Region pointing data:
--

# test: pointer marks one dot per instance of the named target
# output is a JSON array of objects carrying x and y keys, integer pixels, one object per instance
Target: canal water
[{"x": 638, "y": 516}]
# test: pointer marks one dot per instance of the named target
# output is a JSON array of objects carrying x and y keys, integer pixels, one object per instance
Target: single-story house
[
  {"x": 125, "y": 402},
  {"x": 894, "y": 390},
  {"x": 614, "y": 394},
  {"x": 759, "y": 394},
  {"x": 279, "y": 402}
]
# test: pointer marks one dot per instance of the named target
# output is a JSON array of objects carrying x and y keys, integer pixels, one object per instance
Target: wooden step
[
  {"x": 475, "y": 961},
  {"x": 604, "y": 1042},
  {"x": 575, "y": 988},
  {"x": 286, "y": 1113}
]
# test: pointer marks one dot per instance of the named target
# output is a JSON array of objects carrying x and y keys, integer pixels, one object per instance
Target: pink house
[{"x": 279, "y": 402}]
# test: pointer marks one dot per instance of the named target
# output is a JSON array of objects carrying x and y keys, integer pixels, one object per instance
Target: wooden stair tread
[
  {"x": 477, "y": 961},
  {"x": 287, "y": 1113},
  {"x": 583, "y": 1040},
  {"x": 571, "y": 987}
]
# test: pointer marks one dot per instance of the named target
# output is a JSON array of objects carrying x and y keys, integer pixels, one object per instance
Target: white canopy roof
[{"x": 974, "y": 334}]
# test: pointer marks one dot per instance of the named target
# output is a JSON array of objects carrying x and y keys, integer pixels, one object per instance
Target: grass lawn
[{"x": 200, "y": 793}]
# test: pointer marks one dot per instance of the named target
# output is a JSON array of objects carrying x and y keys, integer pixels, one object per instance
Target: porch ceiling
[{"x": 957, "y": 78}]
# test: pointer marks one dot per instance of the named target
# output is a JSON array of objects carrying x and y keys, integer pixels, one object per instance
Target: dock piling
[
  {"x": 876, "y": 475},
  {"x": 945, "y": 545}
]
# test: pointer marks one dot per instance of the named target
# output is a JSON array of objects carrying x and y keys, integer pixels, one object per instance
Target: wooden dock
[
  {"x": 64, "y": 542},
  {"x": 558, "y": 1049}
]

--

Every word of every entry must be returned as it appears.

#### RESULT OF THIS EXERCISE
# test: pointer marks one dot per instance of the named target
# output is a JSON array of objects carrying x and y keys, integer pixels, one object per instance
Target: canal water
[{"x": 638, "y": 516}]
# test: pointer marks one dot per instance of the named target
# output is a JSON array of objects carrying x and y keys, integer pixels, one object per instance
Target: single-story house
[
  {"x": 125, "y": 402},
  {"x": 894, "y": 390},
  {"x": 614, "y": 394},
  {"x": 759, "y": 394},
  {"x": 279, "y": 402}
]
# test: pointer marks one dot per instance of the named target
# output is a JSON array of objects carrying x and y keys, integer pixels, one object per instance
Target: wooden step
[
  {"x": 475, "y": 961},
  {"x": 604, "y": 1042},
  {"x": 575, "y": 988},
  {"x": 286, "y": 1113}
]
# test: pointer marks one dot per instance of the named target
# output is a JSON array of objects carrying x and y keys, integer pixels, one object per instance
Target: pink house
[{"x": 279, "y": 402}]
# test: pointer marks one dot per instance of the named target
# output is a JSON array of objects carrying x and y keys, integer pixels, one object per instance
Target: wooden stair tread
[
  {"x": 477, "y": 961},
  {"x": 287, "y": 1113},
  {"x": 583, "y": 1040},
  {"x": 571, "y": 987}
]
# test: pointer marks one dot per instance of the named target
# output is a JSON array of objects carrying x and y keys, integer pixels, one object per instance
Target: white canopy roof
[{"x": 974, "y": 334}]
# test: pointer marks one dot per instance of the named target
# output is a JSON array of objects carrying x and y keys, integer pixels, one object per instance
Target: grass lawn
[{"x": 200, "y": 793}]
# test: pointer marks one dot per instance of the named target
# output is a JSON array of objects carrying x and y keys, integer pixels, one object per instance
Target: porch ceiling
[{"x": 957, "y": 78}]
# test: pointer marks one dot per instance of the named target
# output is a JSON array of objects carrying x and y keys, integer pixels, one object per instance
Target: dock piling
[
  {"x": 876, "y": 475},
  {"x": 945, "y": 545}
]
# test: pointer marks one dot per instance of the named target
# output is a JSON array of objects carrying x and y keys, integer pixels, one object per instance
Target: wooden dock
[
  {"x": 64, "y": 542},
  {"x": 558, "y": 1049}
]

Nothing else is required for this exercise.